▶ _Brano scelto_:
----

4) VA GIU’ APPENA LO SFIORANO
Ci sono tanti calciatori top che crollano a terra non appena vengono sfiorati da un alito di vento, come ad esempio il maestro della simulazione Suarez o il suo giovane allievo Neymar, ma loro quando c’è da contrastare e lanciarsi in porta lo fanno. Insomma: il simulare ahi noi è nel repertorio del calcio moderno, ma dovrebbe essere usato con parsimonia.
5) NON ESULTA MAI DOPO UN GOL
Ok, si è creato questo personaggio del calciatore che non esulta mai, se non in condizioni eccezionali come nel caso del gol contro la Germania quando mostrò i muscoli. Però il calcio dovrebbe essere anche gioia e felicità. E facci una risata ogni tanto, Mario.

----

▶ _Consegna_: Continua il brano sui difetti del calciatore Mario a partire dalla frase che segue l'ultima riportata.

▶ _Estratto dati_:
----

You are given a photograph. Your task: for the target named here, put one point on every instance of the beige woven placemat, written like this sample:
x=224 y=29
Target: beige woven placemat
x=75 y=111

----

▶ _Risultato esercizio_:
6) SI LAMENTA PIU’ DI QUANTO PRODUCE
Uno dei più lamentosi della storia del calcio, sempre a protestare con l’arbitro e a cercare l’urto verbale con gli avversari. Crea tensione nella squadra e nella partita più di quanto dovrebbe invece produrre a livello di gioco.
7) È TROPPO DISCONTINUO
Non si sa mai cosa potrebbe tirare fuori dal cappello. Abbiamo parlato della semifinale degli Europei 2012 contro la Germania in cui è stato un campione, be’, sono arrivate troppe partite in cui ha giocato in modo mediocre, soprattutto quando serviva e quando tutti puntavano su di lui. Ha tradito troppa fiducia.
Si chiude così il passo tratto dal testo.